> [Exercise instructions] Read the data below. Every line holding the string "building" must be copied.

> [Data to process]
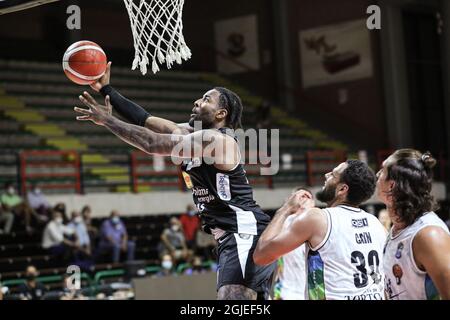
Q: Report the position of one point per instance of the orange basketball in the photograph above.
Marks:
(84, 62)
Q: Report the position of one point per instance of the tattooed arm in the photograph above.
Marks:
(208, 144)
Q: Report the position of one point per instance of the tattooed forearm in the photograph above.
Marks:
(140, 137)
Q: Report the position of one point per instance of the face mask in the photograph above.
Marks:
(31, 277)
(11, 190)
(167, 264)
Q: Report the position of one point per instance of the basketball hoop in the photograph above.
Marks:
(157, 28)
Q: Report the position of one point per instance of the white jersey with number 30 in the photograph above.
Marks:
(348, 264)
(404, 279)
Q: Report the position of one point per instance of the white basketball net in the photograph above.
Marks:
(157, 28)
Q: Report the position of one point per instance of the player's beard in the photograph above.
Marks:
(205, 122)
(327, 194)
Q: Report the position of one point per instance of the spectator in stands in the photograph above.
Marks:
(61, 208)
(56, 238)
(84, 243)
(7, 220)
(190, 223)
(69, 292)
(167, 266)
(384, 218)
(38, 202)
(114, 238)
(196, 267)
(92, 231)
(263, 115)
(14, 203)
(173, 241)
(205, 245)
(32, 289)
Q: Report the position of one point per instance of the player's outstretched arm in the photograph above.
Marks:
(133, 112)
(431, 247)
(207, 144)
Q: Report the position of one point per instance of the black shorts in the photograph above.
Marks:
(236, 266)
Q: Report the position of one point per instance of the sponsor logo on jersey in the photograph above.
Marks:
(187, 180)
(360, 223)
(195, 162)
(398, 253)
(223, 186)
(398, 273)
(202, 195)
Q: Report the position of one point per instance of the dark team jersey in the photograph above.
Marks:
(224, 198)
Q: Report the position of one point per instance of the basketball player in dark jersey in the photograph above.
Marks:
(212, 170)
---
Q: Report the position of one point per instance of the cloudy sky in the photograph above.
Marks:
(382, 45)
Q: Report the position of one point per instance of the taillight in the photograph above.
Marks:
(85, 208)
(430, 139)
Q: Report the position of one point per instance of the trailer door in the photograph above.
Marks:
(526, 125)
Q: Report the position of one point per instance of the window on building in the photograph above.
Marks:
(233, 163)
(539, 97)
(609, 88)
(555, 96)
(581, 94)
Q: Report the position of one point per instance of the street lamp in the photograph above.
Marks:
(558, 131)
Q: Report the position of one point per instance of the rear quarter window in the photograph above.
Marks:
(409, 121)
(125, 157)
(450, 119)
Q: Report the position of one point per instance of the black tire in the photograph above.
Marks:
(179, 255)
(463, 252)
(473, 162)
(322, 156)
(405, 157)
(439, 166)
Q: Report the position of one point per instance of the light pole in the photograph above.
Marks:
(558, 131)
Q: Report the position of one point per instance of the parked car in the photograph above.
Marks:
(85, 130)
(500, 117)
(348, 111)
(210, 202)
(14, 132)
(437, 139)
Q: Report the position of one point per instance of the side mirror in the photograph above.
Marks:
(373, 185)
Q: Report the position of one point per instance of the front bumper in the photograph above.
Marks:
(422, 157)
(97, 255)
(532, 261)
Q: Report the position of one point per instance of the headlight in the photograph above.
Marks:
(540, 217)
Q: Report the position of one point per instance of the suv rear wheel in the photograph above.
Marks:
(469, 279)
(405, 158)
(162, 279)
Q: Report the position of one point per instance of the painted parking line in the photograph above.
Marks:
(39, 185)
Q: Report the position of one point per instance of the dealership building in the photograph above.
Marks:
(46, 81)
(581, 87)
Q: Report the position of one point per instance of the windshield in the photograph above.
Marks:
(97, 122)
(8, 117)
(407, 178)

> [Solution to this task]
Q: Report the position of one point per instance of the window on building in the photograph above.
Q: Report the position of one point per instance of the dealership building in the photograph above.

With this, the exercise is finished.